作業内容:
**A)** 以下の文書抜粋について、「仮にですが、まだ私が独身で、」で始まり「いるんだよ、ということです。」まで続く箇所を一字一句変えずに書き写してください。
**B)** 以下に示す、独身時代を振り返り諸法無我に触れた文章について、最後の文の後に続く内容を書いてください。

文書抜粋:
* * * * * * * * *

当時はもちろん独身で、今考えれば、自分のためだけに時間を使うことが出来た貴重な時期でした。今は結婚もして子供もいて幸せだと自負していますが、当時のような何も背負っていない時をたまに懐かしむのも事実です。ただ、逆に当時の自分が今の自分を見たら羨んでいるはずなので、隣の芝が青く見えているだけなんでしょうが。

仮にですが、まだ私が独身で、最初の会社を辞めることなく、あそこに住み続けていたら、どういう性格になっていたのでしょうか。完全なる妄想ですが、おそらく今みたいに前向きな性格にはなっていなかったでしょうし、少なくとも毎日ブログを書いているなんてことは無さそうです。

そう思うと、会社を辞めて、引っ越して、祖父が亡くなって、結婚して、お寺に入って、子供が出来て、という様々なご縁によって自分の性格が作り出されているんだなーと改めて実感します。仏教ではこれを『諸法無我』と言ったりしますが、絶対的な自我というものはなく、自我だと思っているものは縁起によって作り出されているんだよ、ということです。

* * * * * * * * *

入力データ:
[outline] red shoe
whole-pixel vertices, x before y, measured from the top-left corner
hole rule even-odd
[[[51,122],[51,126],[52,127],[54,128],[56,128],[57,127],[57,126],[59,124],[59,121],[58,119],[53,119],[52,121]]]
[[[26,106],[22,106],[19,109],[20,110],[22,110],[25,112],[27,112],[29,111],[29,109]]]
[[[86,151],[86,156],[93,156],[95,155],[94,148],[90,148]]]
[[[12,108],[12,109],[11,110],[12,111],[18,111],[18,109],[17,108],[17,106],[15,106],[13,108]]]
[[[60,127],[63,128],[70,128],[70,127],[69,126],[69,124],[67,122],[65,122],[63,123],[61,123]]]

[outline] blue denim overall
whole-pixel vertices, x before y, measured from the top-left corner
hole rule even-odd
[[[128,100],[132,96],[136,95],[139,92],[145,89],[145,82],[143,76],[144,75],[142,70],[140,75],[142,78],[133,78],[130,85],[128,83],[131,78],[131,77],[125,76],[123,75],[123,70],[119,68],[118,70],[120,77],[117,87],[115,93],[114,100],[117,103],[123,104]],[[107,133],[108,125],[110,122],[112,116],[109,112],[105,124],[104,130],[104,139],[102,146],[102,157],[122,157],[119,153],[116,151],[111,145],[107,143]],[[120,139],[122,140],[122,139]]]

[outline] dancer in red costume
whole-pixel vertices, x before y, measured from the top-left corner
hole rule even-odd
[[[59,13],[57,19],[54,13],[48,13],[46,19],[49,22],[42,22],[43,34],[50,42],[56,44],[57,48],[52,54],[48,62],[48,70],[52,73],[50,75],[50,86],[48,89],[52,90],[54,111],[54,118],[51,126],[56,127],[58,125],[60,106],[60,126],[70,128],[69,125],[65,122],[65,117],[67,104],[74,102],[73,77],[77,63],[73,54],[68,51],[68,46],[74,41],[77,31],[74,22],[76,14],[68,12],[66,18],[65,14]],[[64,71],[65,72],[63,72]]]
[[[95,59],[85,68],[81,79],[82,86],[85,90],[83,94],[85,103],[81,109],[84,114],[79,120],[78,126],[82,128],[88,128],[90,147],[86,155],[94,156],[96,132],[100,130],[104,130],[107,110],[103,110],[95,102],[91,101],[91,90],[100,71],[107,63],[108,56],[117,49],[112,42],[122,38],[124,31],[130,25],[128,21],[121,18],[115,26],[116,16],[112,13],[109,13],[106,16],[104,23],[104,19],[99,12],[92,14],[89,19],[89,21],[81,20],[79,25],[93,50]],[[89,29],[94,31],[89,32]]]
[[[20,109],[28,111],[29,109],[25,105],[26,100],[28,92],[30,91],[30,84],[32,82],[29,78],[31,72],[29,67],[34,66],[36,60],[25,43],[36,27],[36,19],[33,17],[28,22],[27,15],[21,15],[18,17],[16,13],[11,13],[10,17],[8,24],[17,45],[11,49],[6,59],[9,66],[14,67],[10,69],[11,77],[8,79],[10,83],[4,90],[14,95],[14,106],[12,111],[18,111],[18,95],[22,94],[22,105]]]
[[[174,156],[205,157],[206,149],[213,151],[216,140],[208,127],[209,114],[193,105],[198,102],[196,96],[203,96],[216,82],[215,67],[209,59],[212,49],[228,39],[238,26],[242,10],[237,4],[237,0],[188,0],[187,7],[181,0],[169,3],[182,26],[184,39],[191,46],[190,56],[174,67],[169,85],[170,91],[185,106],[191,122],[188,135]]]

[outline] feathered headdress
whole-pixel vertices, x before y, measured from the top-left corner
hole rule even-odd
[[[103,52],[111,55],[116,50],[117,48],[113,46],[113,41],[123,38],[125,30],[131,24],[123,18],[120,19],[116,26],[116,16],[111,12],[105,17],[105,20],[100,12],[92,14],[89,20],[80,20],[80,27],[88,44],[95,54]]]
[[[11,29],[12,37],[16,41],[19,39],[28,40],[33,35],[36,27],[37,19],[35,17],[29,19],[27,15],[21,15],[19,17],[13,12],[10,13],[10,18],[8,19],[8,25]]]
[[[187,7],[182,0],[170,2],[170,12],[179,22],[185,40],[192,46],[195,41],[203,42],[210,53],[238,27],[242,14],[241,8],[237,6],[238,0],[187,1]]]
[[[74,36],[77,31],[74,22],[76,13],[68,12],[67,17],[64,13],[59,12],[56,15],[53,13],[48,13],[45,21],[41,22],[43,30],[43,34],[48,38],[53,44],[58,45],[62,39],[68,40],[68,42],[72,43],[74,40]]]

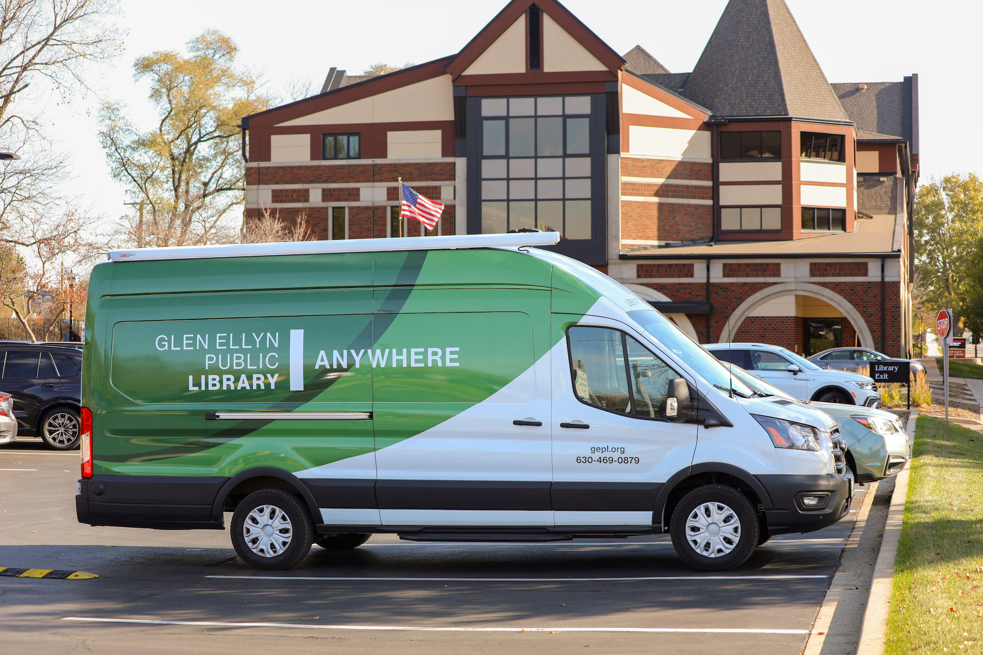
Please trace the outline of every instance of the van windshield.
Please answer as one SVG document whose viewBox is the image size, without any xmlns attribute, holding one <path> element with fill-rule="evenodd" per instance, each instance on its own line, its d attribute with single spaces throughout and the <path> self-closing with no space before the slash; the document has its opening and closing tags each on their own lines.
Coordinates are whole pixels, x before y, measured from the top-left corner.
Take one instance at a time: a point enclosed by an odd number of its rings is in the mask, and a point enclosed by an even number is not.
<svg viewBox="0 0 983 655">
<path fill-rule="evenodd" d="M 707 352 L 703 346 L 656 310 L 628 312 L 628 317 L 641 326 L 642 329 L 649 332 L 657 342 L 692 366 L 704 380 L 714 387 L 728 392 L 733 388 L 734 393 L 748 398 L 754 395 L 754 391 L 730 375 L 730 372 L 723 368 L 719 359 Z"/>
</svg>

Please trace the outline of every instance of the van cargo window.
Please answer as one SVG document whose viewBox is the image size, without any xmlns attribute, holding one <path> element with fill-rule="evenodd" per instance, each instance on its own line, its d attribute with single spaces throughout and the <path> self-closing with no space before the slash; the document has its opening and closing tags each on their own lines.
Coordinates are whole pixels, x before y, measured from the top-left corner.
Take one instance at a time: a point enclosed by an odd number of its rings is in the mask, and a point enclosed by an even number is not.
<svg viewBox="0 0 983 655">
<path fill-rule="evenodd" d="M 571 328 L 569 335 L 577 397 L 602 409 L 630 413 L 621 332 L 607 328 Z"/>
<path fill-rule="evenodd" d="M 28 380 L 37 377 L 40 353 L 25 350 L 8 350 L 7 364 L 4 366 L 4 380 Z"/>
</svg>

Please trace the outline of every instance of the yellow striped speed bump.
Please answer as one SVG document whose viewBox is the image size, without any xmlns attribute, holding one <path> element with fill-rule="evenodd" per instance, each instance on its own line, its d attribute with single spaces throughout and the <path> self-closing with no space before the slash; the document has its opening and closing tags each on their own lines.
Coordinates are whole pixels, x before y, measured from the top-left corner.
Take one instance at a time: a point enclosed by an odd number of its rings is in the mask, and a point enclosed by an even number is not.
<svg viewBox="0 0 983 655">
<path fill-rule="evenodd" d="M 98 577 L 95 573 L 84 570 L 54 570 L 53 568 L 13 568 L 0 566 L 0 575 L 8 577 L 44 577 L 55 580 L 87 580 Z"/>
</svg>

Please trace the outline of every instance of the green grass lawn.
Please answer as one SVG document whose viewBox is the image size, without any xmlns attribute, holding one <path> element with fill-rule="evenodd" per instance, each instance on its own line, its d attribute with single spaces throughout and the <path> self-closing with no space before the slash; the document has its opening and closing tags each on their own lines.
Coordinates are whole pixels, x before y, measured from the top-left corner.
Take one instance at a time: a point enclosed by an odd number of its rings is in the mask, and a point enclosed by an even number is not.
<svg viewBox="0 0 983 655">
<path fill-rule="evenodd" d="M 922 415 L 912 454 L 885 652 L 983 653 L 981 435 Z"/>
<path fill-rule="evenodd" d="M 939 367 L 939 374 L 942 374 L 942 357 L 935 358 L 936 366 Z M 964 362 L 961 359 L 949 360 L 949 376 L 951 378 L 972 378 L 983 380 L 983 366 Z"/>
</svg>

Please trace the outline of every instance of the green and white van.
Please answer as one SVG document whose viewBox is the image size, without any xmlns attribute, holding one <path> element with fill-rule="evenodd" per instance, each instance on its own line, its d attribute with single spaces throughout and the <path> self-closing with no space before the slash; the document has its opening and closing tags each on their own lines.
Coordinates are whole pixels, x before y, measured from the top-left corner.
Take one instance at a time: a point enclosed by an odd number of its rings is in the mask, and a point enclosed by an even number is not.
<svg viewBox="0 0 983 655">
<path fill-rule="evenodd" d="M 549 233 L 114 251 L 88 286 L 79 520 L 312 543 L 669 532 L 690 566 L 847 511 L 836 422 L 756 397 Z"/>
</svg>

* * * * * * * * *

回答一覧:
**A)**
仮にですが、まだ私が独身で、最初の会社を辞めることなく、あそこに住み続けていたら、どういう性格になっていたのでしょうか。完全なる妄想ですが、おそらく今みたいに前向きな性格にはなっていなかったでしょうし、少なくとも毎日ブログを書いているなんてことは無さそうです。

そう思うと、会社を辞めて、引っ越して、祖父が亡くなって、結婚して、お寺に入って、子供が出来て、という様々なご縁によって自分の性格が作り出されているんだなーと改めて実感します。仏教ではこれを『諸法無我』と言ったりしますが、絶対的な自我というものはなく、自我だと思っているものは縁起によって作り出されているんだよ、ということです。

**B)**
そういう意味では、今の自分が嫌だと思う人は環境を変えるのも一つの手です。頂くご縁が変われば、自分自身がどんどん変わっていくはずですので。

逆に、『自分の流儀じゃないからこれはやらない』というのも勿体ない気がします(私自身もよくしてしまいますが)。新しいご縁を頂いて、性格が変わったとしても所詮自分は自分です。心が体から離れていくことはありません。

ご縁による自分自身の変化を楽しむ、というのも人生の醍醐味なんじゃないかなーと思い始めた32歳の夏でした。